* [Activity] Reproduce word for word everything in the true crime excerpt from "When Unruh himself" down to "the witness stand.".

Authors: Ron Franscell
Tags: #True Crime
The same report also noted Unruh’s unsettling response when he was asked if he could ever commit such a crime again.
“I hope not” is all he said.
When Unruh himself was called to testify, as he stood up, his ill-fitting, state-issued pants dropped to his knees, revealing his long, old-fashioned boxer shorts. The gallery was momentarily sorry for the oblivious old man, who simply pulled his trousers up and proceeded to the witness stand.
Speaking in a quiet, raspy voice, Unruh slowly and tersely answered questions from his lawyer, James Klein, just as he’d answered the prosecutor’s questions thirty-two years before.
“Do you believe you are suffering from a mental illness?” Klein asked.
“I was.”
“How about today?”
“I don’t think so.”
Charles watched Unruh’s face intently. It was vacant of any emotion.
“What are your goals ultimately? What would you like to see happen to yourself?” the lawyer asked.

* [Given data]
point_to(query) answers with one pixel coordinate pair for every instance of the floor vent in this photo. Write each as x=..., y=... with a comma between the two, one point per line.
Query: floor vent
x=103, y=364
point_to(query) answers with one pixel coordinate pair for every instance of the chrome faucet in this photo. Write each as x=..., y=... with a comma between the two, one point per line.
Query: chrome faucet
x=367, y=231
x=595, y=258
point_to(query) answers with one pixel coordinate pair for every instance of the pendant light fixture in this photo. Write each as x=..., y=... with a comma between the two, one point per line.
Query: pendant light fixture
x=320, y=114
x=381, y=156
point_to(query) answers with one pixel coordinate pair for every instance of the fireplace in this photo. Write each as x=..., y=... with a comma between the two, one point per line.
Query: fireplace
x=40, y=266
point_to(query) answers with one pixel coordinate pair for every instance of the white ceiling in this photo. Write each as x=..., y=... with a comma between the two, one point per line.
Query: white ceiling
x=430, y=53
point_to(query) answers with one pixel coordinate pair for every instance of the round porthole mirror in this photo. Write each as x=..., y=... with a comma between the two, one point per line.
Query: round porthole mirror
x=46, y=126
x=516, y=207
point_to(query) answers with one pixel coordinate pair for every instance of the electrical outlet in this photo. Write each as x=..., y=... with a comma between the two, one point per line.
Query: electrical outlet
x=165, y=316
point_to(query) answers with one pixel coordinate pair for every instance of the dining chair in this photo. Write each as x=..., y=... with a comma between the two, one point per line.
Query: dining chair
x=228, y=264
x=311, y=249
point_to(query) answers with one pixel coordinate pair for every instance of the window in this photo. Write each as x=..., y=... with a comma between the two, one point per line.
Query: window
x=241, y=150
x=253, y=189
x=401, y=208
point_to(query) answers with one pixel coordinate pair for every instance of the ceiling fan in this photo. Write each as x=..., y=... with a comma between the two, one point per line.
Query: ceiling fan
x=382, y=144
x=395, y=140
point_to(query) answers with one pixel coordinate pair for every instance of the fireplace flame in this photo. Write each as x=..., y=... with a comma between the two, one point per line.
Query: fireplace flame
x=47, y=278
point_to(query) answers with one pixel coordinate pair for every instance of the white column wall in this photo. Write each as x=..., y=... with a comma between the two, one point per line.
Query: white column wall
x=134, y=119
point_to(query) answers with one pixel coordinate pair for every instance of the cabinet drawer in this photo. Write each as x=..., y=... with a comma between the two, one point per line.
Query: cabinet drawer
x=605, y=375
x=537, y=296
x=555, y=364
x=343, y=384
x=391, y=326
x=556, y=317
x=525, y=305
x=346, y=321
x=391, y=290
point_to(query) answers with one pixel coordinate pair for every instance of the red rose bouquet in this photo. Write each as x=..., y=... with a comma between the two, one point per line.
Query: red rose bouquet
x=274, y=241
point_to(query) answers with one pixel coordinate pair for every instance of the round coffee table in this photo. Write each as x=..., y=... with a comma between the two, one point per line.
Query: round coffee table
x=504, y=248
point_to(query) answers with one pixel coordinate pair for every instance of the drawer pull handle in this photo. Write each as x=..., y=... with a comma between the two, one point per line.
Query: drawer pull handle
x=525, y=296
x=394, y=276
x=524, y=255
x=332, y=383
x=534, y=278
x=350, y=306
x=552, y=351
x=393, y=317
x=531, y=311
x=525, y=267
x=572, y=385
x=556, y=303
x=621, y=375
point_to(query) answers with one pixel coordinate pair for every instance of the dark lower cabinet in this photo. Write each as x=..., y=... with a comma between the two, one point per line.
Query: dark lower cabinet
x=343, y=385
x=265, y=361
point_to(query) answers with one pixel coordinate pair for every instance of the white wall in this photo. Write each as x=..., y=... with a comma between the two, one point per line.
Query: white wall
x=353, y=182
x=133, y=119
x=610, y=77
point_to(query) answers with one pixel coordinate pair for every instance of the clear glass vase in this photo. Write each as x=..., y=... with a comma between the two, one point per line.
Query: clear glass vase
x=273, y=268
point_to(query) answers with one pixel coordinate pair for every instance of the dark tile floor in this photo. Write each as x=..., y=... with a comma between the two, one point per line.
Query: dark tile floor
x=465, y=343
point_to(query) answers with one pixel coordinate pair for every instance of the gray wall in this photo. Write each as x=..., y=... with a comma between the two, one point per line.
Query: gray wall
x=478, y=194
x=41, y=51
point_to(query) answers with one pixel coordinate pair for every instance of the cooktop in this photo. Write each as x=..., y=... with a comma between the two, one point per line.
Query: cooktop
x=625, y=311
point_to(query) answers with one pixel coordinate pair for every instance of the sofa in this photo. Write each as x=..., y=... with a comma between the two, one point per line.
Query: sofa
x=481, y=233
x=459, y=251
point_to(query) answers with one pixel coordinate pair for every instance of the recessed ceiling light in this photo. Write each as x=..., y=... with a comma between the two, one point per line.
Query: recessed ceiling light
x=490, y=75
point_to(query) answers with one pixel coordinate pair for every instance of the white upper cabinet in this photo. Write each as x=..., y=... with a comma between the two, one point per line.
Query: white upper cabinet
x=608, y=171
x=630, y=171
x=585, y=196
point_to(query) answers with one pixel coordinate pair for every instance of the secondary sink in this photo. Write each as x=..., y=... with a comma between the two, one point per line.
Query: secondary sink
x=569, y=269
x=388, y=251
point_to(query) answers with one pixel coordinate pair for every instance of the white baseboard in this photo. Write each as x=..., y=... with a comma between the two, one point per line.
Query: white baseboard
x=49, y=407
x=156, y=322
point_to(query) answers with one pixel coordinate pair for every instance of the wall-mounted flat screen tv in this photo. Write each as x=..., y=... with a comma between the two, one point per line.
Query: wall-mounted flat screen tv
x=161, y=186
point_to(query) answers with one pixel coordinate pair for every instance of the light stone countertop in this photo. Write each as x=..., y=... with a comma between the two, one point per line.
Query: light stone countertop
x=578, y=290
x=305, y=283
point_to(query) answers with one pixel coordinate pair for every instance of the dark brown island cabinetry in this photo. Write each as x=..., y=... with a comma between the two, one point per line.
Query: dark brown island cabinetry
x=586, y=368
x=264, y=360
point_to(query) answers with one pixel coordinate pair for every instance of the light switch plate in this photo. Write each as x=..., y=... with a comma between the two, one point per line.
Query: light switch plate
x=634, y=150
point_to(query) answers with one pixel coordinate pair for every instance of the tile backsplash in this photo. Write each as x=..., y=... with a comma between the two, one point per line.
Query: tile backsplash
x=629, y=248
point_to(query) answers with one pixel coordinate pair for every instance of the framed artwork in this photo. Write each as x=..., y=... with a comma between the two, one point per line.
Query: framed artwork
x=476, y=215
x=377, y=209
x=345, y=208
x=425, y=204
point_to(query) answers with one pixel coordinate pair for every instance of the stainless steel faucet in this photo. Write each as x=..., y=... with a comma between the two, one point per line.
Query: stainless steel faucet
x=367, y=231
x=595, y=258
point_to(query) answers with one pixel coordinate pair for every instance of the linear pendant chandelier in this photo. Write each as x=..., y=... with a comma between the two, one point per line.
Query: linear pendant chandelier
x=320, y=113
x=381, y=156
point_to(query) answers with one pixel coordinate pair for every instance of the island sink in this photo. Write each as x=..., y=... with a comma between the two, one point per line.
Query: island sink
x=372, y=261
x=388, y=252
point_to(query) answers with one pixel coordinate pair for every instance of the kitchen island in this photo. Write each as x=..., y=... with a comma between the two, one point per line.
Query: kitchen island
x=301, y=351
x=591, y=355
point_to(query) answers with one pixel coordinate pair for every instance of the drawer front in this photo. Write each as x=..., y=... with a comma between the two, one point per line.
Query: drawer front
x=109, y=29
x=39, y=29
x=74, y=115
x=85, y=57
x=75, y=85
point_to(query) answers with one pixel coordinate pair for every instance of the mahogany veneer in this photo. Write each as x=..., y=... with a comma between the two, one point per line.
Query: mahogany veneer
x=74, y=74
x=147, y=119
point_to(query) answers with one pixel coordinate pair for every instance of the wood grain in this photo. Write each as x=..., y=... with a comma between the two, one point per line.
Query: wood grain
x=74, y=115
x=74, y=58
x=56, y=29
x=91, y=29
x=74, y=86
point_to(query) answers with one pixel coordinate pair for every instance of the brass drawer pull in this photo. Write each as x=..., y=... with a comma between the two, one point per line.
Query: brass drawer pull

* [Answer box]
When Unruh himself was called to testify, as he stood up, his ill-fitting, state-issued pants dropped to his knees, revealing his long, old-fashioned boxer shorts. The gallery was momentarily sorry for the oblivious old man, who simply pulled his trousers up and proceeded to the witness stand.